=== What this task involves ===
Show each row below that contains the string "white", copied whole, and treat uppercase and lowercase as different.

=== Information provided ===
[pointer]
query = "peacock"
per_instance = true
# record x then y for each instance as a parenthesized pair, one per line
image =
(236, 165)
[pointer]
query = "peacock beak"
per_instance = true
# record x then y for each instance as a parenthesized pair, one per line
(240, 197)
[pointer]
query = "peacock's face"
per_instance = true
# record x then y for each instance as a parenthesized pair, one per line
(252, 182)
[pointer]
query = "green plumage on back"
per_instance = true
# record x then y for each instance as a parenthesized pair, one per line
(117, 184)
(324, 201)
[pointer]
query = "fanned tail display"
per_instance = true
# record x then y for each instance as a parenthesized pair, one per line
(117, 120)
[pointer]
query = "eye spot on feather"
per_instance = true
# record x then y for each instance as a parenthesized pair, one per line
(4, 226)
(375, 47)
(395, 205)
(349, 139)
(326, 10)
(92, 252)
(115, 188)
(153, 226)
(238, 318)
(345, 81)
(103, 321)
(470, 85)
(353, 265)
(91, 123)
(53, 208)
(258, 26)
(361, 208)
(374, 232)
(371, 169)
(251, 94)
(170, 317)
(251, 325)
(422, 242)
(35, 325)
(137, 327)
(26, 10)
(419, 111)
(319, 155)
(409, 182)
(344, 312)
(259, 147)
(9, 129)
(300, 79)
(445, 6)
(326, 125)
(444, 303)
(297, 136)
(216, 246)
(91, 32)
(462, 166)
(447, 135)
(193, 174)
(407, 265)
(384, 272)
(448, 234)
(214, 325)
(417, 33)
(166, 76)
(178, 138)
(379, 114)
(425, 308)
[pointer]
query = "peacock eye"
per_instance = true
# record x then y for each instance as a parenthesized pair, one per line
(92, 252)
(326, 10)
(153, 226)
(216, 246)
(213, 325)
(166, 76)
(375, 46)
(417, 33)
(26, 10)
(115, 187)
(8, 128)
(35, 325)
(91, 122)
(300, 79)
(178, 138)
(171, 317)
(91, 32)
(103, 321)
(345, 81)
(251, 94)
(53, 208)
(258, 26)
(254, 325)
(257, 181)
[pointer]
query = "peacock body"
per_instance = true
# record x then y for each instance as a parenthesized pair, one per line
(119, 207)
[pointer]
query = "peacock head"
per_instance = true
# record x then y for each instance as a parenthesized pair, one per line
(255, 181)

==

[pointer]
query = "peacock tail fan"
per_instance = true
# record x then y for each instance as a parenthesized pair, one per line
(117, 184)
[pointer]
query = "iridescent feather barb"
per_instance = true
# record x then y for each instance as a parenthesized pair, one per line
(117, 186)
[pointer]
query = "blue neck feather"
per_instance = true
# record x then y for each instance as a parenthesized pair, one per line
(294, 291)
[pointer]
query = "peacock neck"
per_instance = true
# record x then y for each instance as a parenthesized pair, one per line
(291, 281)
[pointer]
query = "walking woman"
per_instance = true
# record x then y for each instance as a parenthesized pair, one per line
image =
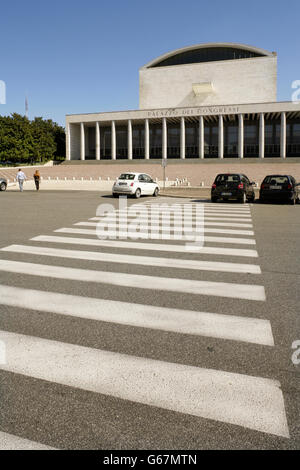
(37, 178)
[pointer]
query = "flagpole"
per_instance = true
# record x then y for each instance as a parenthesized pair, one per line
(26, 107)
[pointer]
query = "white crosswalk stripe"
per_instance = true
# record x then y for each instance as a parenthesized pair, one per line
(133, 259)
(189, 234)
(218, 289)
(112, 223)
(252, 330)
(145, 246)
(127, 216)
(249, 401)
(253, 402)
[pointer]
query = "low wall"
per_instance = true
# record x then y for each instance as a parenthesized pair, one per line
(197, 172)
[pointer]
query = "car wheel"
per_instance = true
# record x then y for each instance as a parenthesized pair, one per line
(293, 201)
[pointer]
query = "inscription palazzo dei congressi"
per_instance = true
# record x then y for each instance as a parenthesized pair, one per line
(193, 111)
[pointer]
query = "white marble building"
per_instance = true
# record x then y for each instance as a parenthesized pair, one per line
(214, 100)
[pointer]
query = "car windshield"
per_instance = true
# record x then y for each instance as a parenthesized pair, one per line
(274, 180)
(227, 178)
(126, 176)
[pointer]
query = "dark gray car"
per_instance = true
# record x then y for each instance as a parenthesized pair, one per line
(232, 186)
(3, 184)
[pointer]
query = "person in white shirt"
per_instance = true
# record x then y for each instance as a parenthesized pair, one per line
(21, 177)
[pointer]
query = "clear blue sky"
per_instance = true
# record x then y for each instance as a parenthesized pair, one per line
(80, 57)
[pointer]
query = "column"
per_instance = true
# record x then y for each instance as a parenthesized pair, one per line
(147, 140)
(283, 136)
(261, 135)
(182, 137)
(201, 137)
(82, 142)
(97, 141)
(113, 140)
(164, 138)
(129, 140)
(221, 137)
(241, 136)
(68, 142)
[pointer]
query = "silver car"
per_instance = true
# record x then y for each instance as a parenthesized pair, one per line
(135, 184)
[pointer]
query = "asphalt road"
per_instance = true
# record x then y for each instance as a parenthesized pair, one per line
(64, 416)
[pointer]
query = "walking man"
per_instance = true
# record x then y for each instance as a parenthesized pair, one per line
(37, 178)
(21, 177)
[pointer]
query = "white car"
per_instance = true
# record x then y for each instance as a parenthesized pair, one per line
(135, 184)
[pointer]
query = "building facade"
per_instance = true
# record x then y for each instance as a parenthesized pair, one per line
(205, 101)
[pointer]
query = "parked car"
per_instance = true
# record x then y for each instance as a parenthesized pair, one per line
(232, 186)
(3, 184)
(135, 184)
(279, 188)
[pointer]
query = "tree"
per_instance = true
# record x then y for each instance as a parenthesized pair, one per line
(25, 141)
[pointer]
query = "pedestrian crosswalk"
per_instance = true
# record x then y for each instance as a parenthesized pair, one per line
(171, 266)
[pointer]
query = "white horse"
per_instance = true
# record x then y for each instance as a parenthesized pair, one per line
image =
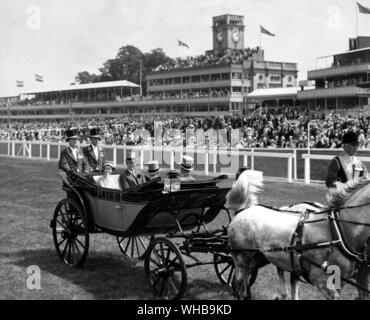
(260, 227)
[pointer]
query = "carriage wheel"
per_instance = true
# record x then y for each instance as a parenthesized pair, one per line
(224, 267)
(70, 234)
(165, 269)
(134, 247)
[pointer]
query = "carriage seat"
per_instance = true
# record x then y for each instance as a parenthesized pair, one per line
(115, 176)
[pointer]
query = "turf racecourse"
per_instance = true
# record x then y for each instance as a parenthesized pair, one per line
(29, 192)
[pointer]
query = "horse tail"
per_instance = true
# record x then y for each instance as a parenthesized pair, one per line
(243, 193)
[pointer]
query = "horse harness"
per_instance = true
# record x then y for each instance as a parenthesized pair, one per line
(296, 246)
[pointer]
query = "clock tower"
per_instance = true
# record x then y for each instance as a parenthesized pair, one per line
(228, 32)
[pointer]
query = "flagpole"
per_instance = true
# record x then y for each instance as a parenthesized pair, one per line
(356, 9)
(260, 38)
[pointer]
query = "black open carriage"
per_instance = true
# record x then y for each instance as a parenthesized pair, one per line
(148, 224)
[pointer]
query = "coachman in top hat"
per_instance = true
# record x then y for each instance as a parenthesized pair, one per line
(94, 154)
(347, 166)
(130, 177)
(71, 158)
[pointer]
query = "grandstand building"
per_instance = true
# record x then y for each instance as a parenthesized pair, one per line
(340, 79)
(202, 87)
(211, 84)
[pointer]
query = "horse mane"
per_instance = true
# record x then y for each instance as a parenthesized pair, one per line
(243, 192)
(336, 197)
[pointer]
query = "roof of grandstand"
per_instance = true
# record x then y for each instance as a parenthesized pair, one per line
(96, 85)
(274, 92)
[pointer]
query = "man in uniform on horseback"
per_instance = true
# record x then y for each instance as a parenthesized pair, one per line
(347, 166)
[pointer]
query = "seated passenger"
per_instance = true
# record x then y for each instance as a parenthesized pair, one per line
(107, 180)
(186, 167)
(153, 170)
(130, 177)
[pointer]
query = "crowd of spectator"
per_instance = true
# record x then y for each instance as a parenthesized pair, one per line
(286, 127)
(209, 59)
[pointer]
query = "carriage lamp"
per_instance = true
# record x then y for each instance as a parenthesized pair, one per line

==

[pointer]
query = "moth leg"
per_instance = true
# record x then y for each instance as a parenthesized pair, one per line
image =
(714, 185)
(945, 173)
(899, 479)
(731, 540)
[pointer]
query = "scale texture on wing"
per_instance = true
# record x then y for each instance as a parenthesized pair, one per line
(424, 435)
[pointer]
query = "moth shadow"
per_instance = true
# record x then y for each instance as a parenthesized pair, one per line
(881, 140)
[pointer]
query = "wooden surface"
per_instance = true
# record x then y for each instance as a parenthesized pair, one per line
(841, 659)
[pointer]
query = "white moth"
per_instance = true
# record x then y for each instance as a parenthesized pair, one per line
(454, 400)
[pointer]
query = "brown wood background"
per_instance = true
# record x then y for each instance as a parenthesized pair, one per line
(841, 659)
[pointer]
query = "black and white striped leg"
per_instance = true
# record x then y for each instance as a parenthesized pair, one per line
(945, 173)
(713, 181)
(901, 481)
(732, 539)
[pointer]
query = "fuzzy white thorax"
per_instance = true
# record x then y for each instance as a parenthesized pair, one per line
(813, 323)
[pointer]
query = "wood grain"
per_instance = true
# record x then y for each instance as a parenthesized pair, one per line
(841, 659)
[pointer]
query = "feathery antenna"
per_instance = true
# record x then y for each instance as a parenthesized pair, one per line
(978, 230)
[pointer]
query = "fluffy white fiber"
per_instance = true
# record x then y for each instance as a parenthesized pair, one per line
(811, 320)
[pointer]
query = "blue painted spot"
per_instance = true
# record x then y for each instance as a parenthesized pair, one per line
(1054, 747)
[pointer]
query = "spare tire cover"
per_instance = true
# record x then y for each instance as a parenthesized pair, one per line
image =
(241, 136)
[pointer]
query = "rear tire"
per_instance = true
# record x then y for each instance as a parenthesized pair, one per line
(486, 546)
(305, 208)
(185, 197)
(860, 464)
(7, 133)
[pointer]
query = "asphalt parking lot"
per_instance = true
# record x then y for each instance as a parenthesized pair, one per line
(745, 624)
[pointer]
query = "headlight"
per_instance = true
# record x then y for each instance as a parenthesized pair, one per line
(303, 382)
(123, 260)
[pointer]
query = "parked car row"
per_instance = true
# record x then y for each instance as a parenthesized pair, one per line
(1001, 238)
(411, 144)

=== Task result ===
query = "white crosswalk stripe"
query = "white marble building"
query = "person in white shirt"
query = "white car"
query = "white horse"
query = "white moth"
query = "black and white striped leg"
query = "fuzzy white thorax"
query = "fluffy white fiber"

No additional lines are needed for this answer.